◆ **Exercise brief**
In the introduction on scale selection below, into how many groups are the features divided?

◆ **Given text**
— start —

Keywords

1 Introduction

This paper details the selection of a small set of scales that in further research will be used to tease apart the psychological effect of the features that have been ascribed to the diatonic scale. It achieves this through first collecting appropriate features from a review of the literature and defining some more, then by calculating the value of each of these features for the set of 7-note scales of 22-TET, choosing an appropriate subset of values, and conducting a k-medoids clustering of the scales in this feature space, resulting in the selection of a small set of exemplar scales that represent distinct clusters from an optimal clustering of the set, that we see as best representative of the entire space. Outside the scope of this paper, this exemplar set is to be used in a perceptual experiment, testing for the effect of these features on the cognition of harmonic tonality using the scales as stimulus.

The features may be divided into six groups: Generator complexity, R-ad entropy, redundancy, coherence and evenness, consonance, and tetrachordality. Given that almost all of these features are defined based on the diatonic scale, it shows extreme values for all of them. It boasts equal lowest generator complexity and R-ad entropy and equal highest redundancy for 7-note scales in 12-TET. It is also the maximally even 7-note scale in 12-TET, and 12-TET’s only omnitetrahordal scale. The diatonic scale also maximises the number of constituent consonant triads. Since in 12-TET the diatonic scale holds a monopoly on many of these features, we need to look elsewhere if we are to tease them apart. 22-TET is chosen as it is the simplest tuning wherein a single scale no longer holds a monopoly, but where all the features we define exist across an appropriate range of values in some scales. We choose also to limit our analysis to scales of 7 notes to minimise the size of our set and simplify our analysis. Beginning our review with redundancy, we first introduce how we will be discussing scales in this article.

— end —

◆ **Data rows**
— start —

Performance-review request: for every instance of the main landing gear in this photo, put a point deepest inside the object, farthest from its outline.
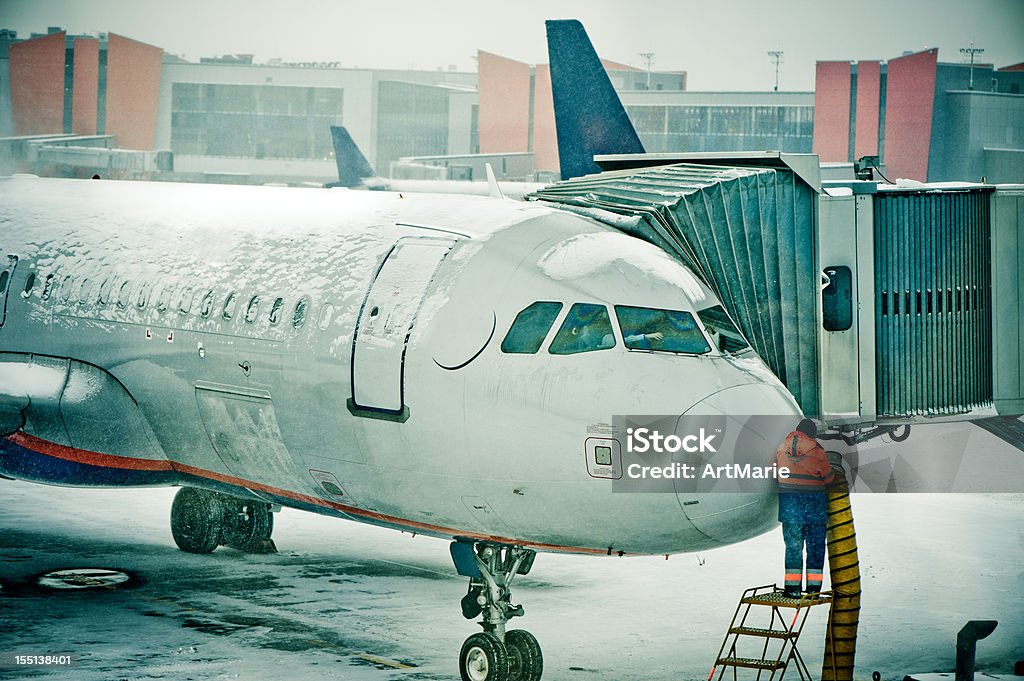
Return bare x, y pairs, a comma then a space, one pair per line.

— end —
— start —

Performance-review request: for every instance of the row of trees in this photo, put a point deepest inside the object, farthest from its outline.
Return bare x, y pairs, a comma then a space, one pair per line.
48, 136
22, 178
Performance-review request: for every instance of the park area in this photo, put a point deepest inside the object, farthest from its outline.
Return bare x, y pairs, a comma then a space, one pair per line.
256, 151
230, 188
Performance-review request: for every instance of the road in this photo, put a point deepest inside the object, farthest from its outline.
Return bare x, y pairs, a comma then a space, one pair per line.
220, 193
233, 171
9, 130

— end —

◆ **Correct response**
Six: generator complexity, R-ad entropy, redundancy, coherence and evenness, consonance, and tetrachordality.